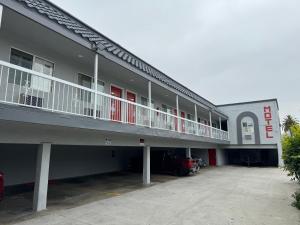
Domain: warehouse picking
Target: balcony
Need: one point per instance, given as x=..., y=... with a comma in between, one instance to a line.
x=21, y=86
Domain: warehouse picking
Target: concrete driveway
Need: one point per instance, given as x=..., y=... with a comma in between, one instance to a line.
x=218, y=196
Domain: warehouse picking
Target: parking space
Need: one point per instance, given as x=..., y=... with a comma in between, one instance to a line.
x=216, y=196
x=70, y=193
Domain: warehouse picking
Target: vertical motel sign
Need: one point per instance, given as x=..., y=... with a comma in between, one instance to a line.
x=268, y=119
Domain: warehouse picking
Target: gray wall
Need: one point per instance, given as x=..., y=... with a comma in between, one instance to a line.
x=201, y=153
x=17, y=162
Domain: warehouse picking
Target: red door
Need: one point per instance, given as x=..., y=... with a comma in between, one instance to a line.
x=212, y=157
x=131, y=108
x=116, y=111
x=183, y=122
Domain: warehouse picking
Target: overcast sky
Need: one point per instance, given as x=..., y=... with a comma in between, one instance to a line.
x=225, y=50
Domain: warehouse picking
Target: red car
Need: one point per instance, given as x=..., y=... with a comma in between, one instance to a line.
x=1, y=186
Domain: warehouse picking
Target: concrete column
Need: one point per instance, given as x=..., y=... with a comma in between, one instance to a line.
x=146, y=165
x=196, y=119
x=210, y=123
x=188, y=153
x=178, y=113
x=95, y=83
x=227, y=121
x=221, y=157
x=149, y=101
x=1, y=11
x=41, y=177
x=196, y=113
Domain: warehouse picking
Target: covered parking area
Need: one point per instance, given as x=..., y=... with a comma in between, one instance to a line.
x=77, y=175
x=252, y=156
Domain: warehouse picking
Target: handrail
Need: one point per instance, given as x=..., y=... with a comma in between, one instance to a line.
x=92, y=101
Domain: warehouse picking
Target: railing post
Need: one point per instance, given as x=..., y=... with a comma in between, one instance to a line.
x=178, y=120
x=149, y=102
x=210, y=124
x=95, y=84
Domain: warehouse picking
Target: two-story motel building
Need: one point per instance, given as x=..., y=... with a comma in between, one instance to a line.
x=75, y=103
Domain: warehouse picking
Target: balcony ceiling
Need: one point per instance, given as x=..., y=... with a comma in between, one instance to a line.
x=70, y=23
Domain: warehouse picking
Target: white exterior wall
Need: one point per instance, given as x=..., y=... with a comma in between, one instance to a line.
x=67, y=69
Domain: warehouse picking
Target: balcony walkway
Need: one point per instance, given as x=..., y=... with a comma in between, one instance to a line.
x=20, y=86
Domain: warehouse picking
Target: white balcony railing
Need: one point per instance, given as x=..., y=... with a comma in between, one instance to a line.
x=32, y=89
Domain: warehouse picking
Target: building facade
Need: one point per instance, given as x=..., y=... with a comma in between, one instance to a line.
x=75, y=103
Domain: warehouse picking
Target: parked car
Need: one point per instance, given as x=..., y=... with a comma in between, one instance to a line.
x=167, y=162
x=200, y=162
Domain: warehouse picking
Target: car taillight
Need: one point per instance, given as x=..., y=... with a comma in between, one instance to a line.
x=188, y=163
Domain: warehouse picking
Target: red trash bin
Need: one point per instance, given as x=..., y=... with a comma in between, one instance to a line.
x=1, y=186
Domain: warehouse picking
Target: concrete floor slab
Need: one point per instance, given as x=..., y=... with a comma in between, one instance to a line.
x=216, y=196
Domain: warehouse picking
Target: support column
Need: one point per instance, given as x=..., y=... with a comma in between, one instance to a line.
x=227, y=121
x=149, y=102
x=210, y=123
x=196, y=119
x=178, y=113
x=146, y=165
x=188, y=153
x=95, y=83
x=41, y=177
x=1, y=11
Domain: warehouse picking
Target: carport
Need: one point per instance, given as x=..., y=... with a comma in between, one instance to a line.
x=77, y=174
x=252, y=157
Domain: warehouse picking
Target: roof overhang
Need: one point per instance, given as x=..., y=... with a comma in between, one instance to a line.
x=61, y=22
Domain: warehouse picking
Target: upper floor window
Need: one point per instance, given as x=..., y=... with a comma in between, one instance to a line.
x=35, y=63
x=88, y=82
x=144, y=101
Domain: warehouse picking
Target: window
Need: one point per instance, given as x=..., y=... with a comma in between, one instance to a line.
x=20, y=59
x=45, y=67
x=37, y=64
x=144, y=101
x=88, y=82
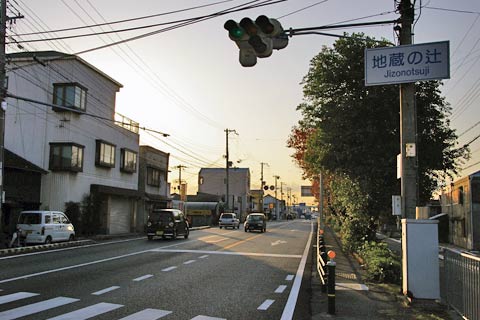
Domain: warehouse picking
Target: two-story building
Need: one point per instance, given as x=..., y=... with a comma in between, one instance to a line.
x=213, y=181
x=60, y=123
x=152, y=183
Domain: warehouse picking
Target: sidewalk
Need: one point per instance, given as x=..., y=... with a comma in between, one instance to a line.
x=356, y=299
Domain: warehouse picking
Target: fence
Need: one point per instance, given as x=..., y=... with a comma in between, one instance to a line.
x=460, y=282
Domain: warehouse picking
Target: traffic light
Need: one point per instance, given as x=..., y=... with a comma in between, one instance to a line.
x=256, y=39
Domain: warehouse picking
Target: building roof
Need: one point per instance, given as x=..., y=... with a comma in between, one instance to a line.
x=46, y=56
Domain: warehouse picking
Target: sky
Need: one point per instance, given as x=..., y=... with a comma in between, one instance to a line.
x=187, y=82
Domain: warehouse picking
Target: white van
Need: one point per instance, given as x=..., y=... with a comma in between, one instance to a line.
x=45, y=226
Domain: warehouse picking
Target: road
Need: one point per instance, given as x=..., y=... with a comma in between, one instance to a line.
x=214, y=274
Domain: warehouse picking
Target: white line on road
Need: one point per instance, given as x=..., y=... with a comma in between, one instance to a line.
x=280, y=289
x=88, y=312
x=148, y=314
x=293, y=296
x=100, y=292
x=143, y=277
x=35, y=308
x=16, y=296
x=266, y=304
x=169, y=269
x=274, y=255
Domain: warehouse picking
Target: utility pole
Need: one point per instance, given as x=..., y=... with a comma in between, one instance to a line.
x=262, y=183
x=180, y=167
x=3, y=92
x=227, y=165
x=276, y=200
x=408, y=123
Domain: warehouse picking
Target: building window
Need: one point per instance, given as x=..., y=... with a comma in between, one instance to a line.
x=70, y=95
x=153, y=177
x=105, y=154
x=128, y=161
x=66, y=157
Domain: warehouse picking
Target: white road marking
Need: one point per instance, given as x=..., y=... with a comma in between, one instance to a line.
x=273, y=255
x=276, y=243
x=169, y=269
x=266, y=304
x=148, y=314
x=143, y=277
x=293, y=296
x=16, y=296
x=35, y=308
x=88, y=312
x=100, y=292
x=74, y=266
x=280, y=289
x=351, y=286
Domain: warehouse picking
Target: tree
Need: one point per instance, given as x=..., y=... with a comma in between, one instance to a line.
x=353, y=130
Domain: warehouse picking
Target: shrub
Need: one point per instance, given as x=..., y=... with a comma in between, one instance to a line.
x=380, y=263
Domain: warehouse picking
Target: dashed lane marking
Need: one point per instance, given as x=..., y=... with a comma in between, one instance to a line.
x=143, y=277
x=266, y=304
x=280, y=289
x=88, y=312
x=290, y=277
x=169, y=269
x=100, y=292
x=148, y=314
x=16, y=296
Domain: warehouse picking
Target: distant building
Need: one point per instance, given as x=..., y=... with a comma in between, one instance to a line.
x=72, y=149
x=213, y=181
x=152, y=183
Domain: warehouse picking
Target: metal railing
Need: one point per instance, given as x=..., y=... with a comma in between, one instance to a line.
x=460, y=282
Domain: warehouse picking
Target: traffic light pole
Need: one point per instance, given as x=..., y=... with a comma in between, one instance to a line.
x=408, y=124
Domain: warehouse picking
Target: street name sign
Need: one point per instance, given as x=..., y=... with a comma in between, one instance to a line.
x=407, y=63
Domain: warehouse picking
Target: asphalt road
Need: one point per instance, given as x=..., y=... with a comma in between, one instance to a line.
x=214, y=274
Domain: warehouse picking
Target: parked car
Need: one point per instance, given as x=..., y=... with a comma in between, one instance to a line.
x=228, y=219
x=45, y=227
x=167, y=223
x=256, y=221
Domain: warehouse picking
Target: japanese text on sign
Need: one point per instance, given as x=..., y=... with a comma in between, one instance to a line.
x=388, y=65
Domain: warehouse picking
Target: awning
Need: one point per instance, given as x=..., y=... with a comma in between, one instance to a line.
x=97, y=188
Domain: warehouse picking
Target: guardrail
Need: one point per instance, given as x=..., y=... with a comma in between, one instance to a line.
x=461, y=282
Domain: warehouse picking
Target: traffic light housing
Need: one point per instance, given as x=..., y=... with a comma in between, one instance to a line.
x=256, y=39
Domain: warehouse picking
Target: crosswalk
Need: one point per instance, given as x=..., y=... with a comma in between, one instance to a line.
x=36, y=308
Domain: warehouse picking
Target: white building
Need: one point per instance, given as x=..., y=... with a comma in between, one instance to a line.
x=83, y=151
x=213, y=181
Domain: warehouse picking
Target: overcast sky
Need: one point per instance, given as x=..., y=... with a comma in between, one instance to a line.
x=187, y=82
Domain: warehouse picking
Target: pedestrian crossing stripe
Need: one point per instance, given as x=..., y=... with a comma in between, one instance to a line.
x=79, y=314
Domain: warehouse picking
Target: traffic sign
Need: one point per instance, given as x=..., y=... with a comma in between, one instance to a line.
x=407, y=63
+-------+
- **Given task**
Show every line of the records above that contains the string "roof", treating uppercase and lowercase as different.

- **Final result**
Target: roof overhang
Target: building roof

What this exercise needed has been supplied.